Flashpoints | Diplomacy | Security | South Asia

Assessing the Trajectory of India-US Ties Under Biden

A series of high-level calls, including between Biden and Modi, suggest a possible trajectory for relations between India and the new U.S. administration.

Rajeswari Pillai Rajagopalan
Assessing the Trajectory of India-US Ties Under Biden
Credit: Official White House Photo by Adam Schultz

U.S. President Joe Biden and Indian Prime Minister Narendra Modi spoke for the first time this week after Biden took office in January. This was the second call between the two leaders, the first being in November after Biden’s victory in the presidential election. Following the call, Modi tweeted to say that the two leaders are committed to a “rules-based international order.” In late January, U.S. Secretary of State Antony Blinken and Indian Minister of External Affairs Dr. S. Jaishankar also had a call that was thought to be useful in identifying the important strategic convergences between India and the United States. Just a couple of days prior, there was another call between the Indian National Security Adviser Ajit Doval and his U.S. counterpart, Jake Sullivan, which had a great deal of emphasis on shared values that bring the United States and India closer. 

The recent Biden-Modi call was important for a number of reasons, including both what was covered and what was left out of the respective readouts released by the White House and the Indian Ministry of External Affairs. On its own, the call was significant because the two leaders connected early and both reiterated the importance of a free and open Indo-Pacific. The Indian readout had an additional reference to “inclusive” in its characterization of the Indo-Pacific, possibly to keep the door open for Russia or to reassure Beijing that it is not anti-China.

> [STORED RECORDS]:
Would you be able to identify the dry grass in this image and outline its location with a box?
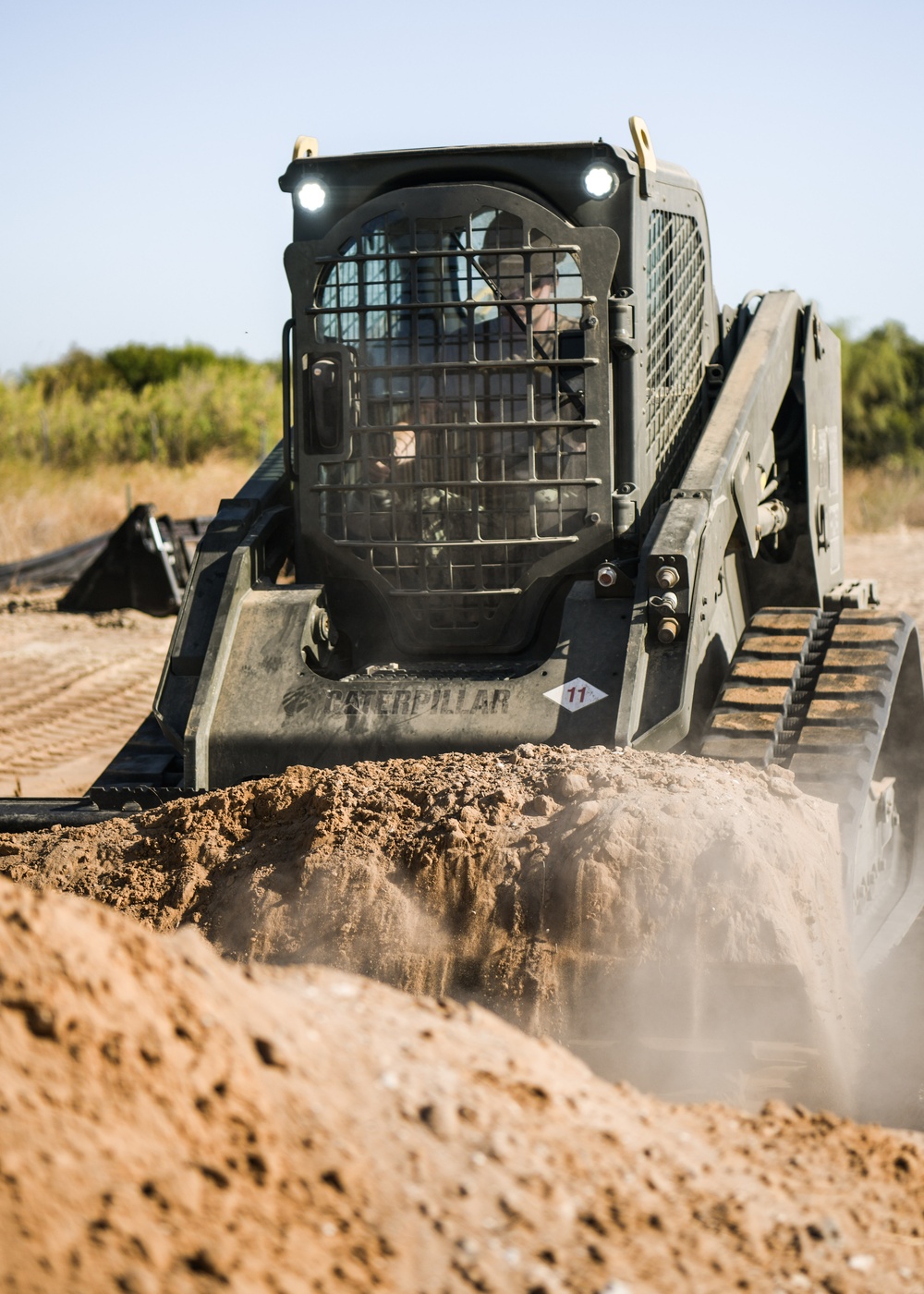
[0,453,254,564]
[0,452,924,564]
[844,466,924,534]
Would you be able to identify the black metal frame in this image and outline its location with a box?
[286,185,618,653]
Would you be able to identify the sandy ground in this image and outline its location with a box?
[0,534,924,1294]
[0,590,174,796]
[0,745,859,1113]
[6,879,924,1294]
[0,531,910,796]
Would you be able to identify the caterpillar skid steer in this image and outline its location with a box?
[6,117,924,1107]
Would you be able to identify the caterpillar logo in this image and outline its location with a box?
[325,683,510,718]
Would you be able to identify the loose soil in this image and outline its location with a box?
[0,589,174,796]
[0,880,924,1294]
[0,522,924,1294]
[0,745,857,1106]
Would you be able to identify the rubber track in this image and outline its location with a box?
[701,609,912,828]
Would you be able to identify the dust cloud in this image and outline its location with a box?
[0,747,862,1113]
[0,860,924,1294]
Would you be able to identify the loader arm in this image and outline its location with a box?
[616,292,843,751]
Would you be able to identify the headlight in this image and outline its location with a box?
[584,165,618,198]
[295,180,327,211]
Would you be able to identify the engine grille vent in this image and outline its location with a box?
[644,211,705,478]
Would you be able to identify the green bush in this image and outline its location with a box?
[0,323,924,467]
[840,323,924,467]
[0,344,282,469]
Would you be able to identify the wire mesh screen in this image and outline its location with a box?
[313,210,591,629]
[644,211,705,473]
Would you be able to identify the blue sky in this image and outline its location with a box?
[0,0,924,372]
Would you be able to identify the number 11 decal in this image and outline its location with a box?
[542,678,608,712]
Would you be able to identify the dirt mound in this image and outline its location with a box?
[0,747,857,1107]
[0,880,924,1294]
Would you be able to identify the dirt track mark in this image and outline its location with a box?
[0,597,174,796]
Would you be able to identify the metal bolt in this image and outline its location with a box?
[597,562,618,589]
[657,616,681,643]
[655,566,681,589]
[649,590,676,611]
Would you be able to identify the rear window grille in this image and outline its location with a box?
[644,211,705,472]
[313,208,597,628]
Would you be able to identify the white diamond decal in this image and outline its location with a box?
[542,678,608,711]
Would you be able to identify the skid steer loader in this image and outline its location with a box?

> [PROBLEMS AND TASKS]:
[1] In the article on India-US ties under Biden, what word did the Indian readout of the Biden-Modi call add to its description of the Indo-Pacific?
[2] Continue the article on India-US ties under Biden from its last sentence.

> [EXPECTED RESULTS]:
[1] "Inclusive"

[2]
Biden made a strong pitch for closer strategic engagement through a number of mechanisms, including the Quad. For all the wariness about whether the Biden administration will continue with the Indo-Pacific reference and the Quad, Washington appears to be more certain in how it wants to address the China challenge. The White House categorically stated that the U.S. and India will work toward building “close cooperation to promote a free and open Indo-Pacific, including support for freedom of navigation, territorial integrity, and a stronger regional architecture through the Quad.” The Indian side did not acknowledge the Quad in this readout, though it did in a subsequent one by Jaishankar. 

Blinken, in his call with Jaishankar, also emphasized the “importance of working together” through regional minilaterals such as the Quad. Jaishankar, in a tweet, acknowledged the comprehensive discussion he had with his U.S. counterpart and their discussions on issues pertaining to the Indo-Pacific and the cooperation through groupings such as the Quad. 

While the call between Doval and Sullivan did not overtly mention the Quad, they underlined the importance of the two countries being “leading democracies” that were “uniquely positioned to work closely on regional and international issues including combating the scourge of terrorism, maritime security, cyber security and peace and stability in the Indo-Pacific region and beyond.” The two also agreed to “further expand the Comprehensive Global Strategic Partnership.”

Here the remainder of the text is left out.